▸ FRAGMENTO:

Domingo, 8 de marzo de 2015 | Hoy
La matemática goza de un buen momento. Divulgación, películas y glamour y, sobre todo, la enorme posibilidad de volver a conectar uno de los saberes más arduos y complejos de los programas escolares con las nuevas generaciones de estudiantes. El físico y divulgador científico británico de ascendencia india Simon Singh logró un éxito editorial más que notable con El último teorema de Fermat, dilema de origen pitagórico planteado por el francés Pierre de Fermat en el siglo XVII y que recién sería resuelto a fines del siglo XX por el matemático Andrew Wiles. En su libro, que acaba de publicarse en Argentina con un prólogo de Adrián Paenza, Singh –quien además destaca en una entrevista la cantidad de historias trágicas y románticas que alberga el mundo de los números– reconstruye de forma amena y rigurosa la historia del enigma de Fermat.

▸ EJERCICIOS PROPUESTOS:
1. Traduce al inglés la oración "La matemática goza de un buen momento." que aparece en el fragmento.
2. Reproduce sin cambios el pasaje del fragmento que va desde "Domingo, 8 de" hasta "enigma de Fermat.", ambos incluidos.

▸ EXTRACTO DE DATOS:

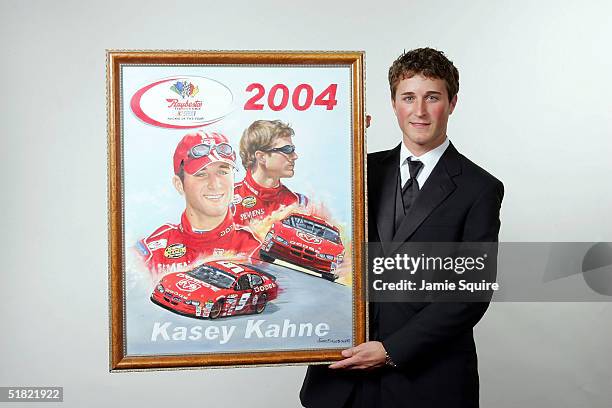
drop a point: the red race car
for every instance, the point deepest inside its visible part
(307, 241)
(216, 289)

▸ RESPUESTAS POR TAREA:
1. Mathematics is enjoying a good moment.

2.
Domingo, 8 de marzo de 2015 | Hoy
La matemática goza de un buen momento. Divulgación, películas y glamour y, sobre todo, la enorme posibilidad de volver a conectar uno de los saberes más arduos y complejos de los programas escolares con las nuevas generaciones de estudiantes. El físico y divulgador científico británico de ascendencia india Simon Singh logró un éxito editorial más que notable con El último teorema de Fermat, dilema de origen pitagórico planteado por el francés Pierre de Fermat en el siglo XVII y que recién sería resuelto a fines del siglo XX por el matemático Andrew Wiles. En su libro, que acaba de publicarse en Argentina con un prólogo de Adrián Paenza, Singh –quien además destaca en una entrevista la cantidad de historias trágicas y románticas que alberga el mundo de los números– reconstruye de forma amena y rigurosa la historia del enigma de Fermat.